Retype, without alteration, each line from the line containing "reins in the photo above." to the final line of the records.

**EXTRACTED RECORDS:**

__________________________________________________

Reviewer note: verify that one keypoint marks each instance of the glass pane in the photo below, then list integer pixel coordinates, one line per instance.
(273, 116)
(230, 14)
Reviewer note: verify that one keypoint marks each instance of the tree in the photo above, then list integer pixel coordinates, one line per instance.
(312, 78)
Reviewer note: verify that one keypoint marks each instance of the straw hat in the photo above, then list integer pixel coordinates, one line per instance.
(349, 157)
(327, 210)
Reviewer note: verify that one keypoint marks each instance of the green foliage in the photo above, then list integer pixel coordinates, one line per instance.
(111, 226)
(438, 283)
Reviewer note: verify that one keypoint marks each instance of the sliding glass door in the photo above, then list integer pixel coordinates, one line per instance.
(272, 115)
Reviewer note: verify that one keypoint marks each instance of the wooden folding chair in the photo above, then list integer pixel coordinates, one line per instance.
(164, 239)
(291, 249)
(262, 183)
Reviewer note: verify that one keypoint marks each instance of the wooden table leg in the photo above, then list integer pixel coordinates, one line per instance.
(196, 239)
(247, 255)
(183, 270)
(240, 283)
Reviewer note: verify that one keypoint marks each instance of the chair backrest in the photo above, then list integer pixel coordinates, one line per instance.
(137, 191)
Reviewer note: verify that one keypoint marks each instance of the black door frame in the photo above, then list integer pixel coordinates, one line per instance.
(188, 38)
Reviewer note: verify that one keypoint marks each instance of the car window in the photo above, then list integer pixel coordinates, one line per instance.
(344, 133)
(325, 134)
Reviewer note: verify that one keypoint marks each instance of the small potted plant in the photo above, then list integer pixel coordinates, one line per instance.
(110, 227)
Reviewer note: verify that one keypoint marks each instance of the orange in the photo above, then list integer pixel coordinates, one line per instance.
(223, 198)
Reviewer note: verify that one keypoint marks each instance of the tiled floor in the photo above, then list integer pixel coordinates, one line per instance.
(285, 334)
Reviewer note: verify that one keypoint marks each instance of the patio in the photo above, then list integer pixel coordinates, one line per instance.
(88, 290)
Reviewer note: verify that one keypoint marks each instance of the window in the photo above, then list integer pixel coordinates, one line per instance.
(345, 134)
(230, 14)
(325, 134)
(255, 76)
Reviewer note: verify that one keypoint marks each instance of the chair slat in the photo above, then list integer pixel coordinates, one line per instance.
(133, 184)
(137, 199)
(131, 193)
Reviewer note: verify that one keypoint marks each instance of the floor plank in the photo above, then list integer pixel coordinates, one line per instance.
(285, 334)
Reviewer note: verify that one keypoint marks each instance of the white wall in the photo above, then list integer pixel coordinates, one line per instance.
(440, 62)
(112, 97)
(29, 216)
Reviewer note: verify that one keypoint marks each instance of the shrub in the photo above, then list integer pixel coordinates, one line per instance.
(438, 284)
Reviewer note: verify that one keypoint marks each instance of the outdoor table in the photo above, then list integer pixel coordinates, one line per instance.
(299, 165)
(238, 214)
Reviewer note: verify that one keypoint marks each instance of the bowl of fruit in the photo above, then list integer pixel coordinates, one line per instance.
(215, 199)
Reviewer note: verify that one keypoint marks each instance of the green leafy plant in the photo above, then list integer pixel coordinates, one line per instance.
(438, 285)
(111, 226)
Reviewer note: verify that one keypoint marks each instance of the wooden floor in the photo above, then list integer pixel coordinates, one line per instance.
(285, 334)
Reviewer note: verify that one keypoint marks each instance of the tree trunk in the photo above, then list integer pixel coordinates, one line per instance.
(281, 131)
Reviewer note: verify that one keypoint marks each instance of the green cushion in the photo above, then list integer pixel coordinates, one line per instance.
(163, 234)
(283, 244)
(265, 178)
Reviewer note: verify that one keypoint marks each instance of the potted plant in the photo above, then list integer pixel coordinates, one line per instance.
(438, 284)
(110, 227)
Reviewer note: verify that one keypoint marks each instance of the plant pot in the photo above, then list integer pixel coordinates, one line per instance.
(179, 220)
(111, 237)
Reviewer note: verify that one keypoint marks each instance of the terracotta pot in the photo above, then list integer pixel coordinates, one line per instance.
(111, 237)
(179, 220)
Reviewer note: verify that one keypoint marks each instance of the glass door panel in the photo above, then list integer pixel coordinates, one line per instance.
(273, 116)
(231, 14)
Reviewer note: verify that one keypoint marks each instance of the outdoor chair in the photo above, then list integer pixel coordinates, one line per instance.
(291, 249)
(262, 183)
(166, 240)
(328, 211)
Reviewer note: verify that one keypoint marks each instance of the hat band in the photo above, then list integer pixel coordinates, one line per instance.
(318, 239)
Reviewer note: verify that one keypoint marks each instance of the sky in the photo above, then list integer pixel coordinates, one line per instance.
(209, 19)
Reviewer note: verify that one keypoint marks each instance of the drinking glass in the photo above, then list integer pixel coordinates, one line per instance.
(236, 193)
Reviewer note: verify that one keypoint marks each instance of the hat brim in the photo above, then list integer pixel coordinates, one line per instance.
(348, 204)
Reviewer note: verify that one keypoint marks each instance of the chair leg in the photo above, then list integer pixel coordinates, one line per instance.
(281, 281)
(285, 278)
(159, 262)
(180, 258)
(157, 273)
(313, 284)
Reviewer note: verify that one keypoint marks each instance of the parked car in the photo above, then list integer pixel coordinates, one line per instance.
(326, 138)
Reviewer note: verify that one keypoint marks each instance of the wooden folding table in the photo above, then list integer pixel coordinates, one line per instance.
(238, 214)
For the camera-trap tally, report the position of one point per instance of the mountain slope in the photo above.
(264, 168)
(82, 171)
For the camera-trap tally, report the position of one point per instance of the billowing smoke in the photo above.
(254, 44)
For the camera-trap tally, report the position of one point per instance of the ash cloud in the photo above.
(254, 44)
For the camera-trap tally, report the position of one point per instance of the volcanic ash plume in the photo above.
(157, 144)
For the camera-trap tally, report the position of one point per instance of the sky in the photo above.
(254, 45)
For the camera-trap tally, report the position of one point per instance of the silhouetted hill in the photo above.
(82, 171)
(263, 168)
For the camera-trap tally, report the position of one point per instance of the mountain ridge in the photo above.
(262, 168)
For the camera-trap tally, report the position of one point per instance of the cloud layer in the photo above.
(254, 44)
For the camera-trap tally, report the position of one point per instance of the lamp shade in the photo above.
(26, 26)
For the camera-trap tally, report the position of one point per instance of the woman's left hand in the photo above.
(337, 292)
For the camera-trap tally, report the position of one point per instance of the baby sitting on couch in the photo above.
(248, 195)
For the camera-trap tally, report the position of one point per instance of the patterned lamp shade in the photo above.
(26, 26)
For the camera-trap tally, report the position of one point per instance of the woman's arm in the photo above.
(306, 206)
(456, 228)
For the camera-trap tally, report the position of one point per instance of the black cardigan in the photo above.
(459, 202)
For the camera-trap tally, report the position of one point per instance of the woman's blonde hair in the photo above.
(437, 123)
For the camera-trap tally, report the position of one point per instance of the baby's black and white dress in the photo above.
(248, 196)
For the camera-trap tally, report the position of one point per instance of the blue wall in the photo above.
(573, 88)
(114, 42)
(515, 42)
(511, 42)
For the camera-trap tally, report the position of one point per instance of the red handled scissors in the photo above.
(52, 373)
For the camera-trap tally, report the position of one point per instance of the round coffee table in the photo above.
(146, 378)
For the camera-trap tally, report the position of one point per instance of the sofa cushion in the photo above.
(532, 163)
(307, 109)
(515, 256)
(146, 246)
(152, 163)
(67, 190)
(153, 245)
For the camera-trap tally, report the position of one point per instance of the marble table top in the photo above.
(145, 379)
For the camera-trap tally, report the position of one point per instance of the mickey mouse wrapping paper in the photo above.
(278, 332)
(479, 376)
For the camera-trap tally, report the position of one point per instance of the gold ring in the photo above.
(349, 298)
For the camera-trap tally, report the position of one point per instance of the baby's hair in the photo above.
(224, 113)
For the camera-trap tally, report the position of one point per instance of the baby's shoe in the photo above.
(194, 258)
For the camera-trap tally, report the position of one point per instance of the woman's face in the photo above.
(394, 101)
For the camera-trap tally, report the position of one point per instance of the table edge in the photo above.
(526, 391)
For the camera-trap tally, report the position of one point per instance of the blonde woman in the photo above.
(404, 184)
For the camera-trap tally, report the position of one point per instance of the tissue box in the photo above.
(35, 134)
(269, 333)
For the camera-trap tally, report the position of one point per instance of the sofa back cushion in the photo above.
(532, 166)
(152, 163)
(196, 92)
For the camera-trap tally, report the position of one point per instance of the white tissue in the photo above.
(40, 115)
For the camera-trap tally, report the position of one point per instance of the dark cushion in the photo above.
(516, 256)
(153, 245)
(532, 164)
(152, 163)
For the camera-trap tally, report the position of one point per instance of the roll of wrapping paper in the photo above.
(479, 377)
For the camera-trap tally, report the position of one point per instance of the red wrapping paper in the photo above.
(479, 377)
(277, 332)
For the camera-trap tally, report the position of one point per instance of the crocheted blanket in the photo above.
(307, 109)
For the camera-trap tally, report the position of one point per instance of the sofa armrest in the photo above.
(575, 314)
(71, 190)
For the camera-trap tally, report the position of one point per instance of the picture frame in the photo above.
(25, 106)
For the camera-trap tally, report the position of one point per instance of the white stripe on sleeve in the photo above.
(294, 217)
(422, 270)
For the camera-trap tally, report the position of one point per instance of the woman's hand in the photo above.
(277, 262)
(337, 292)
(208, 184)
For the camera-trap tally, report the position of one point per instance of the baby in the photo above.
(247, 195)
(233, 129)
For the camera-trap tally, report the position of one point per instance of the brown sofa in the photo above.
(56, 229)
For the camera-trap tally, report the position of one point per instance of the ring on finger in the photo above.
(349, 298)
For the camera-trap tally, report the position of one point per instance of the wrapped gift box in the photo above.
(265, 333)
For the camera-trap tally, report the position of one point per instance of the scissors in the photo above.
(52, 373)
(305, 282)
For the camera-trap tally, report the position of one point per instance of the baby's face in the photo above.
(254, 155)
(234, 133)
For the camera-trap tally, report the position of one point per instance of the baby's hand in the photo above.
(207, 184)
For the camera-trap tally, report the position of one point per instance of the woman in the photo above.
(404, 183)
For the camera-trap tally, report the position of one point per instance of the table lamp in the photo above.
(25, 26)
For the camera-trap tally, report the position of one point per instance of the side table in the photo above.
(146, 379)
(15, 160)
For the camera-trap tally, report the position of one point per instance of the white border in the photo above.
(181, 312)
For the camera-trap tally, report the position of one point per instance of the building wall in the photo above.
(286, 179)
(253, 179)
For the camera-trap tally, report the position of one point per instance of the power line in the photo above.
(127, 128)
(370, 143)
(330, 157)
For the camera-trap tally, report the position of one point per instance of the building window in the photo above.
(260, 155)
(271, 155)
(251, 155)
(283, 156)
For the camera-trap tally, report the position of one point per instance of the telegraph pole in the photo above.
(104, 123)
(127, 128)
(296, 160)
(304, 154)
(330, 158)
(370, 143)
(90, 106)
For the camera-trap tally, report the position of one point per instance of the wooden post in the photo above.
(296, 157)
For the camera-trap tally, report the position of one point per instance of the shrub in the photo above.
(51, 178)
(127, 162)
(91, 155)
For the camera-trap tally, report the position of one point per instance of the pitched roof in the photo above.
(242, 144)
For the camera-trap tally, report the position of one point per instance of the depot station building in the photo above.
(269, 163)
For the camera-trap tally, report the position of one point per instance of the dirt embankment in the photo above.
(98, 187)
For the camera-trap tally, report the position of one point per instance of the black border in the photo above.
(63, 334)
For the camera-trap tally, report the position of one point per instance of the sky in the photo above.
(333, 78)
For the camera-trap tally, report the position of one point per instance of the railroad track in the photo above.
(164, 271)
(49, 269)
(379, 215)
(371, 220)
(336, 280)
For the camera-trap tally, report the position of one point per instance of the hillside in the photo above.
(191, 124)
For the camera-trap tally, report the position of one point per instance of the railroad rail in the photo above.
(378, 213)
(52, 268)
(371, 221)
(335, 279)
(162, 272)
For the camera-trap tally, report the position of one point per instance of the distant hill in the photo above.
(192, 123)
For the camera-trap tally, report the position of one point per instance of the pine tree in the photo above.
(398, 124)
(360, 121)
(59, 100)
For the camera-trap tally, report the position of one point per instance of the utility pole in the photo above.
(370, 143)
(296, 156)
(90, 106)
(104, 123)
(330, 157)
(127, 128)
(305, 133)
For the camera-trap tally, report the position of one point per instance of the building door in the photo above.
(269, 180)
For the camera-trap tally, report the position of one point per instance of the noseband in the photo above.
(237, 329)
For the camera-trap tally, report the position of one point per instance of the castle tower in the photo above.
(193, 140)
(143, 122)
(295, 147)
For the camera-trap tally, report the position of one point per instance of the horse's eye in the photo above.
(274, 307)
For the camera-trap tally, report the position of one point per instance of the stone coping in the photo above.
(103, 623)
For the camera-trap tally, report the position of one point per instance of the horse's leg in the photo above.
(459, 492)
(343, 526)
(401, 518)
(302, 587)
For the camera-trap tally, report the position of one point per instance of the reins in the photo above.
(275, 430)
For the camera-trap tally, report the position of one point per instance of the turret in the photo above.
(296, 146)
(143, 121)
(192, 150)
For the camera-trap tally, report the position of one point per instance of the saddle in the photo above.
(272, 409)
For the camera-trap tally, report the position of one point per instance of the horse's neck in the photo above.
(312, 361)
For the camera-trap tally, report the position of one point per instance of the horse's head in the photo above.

__________________________________________________

**SOLUTION BELOW:**
For the camera-trap tally, report the position of one point per instance of the reins in the photo above.
(275, 430)
For the camera-trap tally, report the position of one point per instance of the turret in the photo above.
(296, 146)
(143, 121)
(192, 150)
For the camera-trap tally, report the position of one point per instance of the saddle in the photo above.
(272, 409)
For the camera-trap tally, report the position of one point per instance of the horse's neck in the photo above.
(312, 361)
For the camera-trap tally, report the position of one point per instance of the horse's head in the photo above.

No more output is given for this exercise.